EXERCISE DESCRIPTION: List every line of the records below that contains the word "raised", copying each such line in full.

INPUT DATA:

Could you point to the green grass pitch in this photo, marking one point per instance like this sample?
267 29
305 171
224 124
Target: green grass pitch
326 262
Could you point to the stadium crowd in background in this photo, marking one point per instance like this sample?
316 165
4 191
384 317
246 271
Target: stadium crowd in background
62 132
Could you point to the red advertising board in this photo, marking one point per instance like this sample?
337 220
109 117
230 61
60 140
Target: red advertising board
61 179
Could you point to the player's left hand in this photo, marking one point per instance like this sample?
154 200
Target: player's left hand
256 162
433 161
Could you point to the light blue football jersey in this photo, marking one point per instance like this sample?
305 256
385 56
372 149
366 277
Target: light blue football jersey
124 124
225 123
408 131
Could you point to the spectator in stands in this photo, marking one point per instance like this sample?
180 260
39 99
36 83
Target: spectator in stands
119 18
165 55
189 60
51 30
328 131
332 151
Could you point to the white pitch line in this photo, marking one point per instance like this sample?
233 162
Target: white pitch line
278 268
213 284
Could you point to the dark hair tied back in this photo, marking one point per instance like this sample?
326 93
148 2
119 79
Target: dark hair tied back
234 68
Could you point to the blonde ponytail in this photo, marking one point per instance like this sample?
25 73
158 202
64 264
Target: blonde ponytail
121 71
...
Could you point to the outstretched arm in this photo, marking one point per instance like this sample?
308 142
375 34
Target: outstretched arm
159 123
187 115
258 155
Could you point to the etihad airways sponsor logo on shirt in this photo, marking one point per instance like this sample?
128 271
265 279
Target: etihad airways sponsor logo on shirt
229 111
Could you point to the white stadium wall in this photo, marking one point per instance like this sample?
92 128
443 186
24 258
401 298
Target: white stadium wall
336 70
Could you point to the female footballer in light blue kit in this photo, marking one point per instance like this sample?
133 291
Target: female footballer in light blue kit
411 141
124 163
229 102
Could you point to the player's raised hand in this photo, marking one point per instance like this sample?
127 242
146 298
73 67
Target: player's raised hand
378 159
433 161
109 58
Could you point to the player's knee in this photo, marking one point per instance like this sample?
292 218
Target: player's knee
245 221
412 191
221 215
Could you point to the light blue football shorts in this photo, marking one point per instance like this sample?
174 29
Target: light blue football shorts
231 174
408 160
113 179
* * *
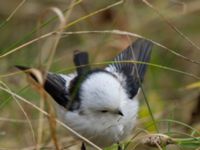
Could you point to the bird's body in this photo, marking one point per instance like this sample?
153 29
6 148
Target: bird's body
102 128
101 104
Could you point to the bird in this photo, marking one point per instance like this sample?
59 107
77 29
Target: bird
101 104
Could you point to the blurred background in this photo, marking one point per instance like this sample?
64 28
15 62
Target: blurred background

RESULT:
Could you point to the player's raised hand in this photo, marking one point per instance like this sample?
Target: player's raised hand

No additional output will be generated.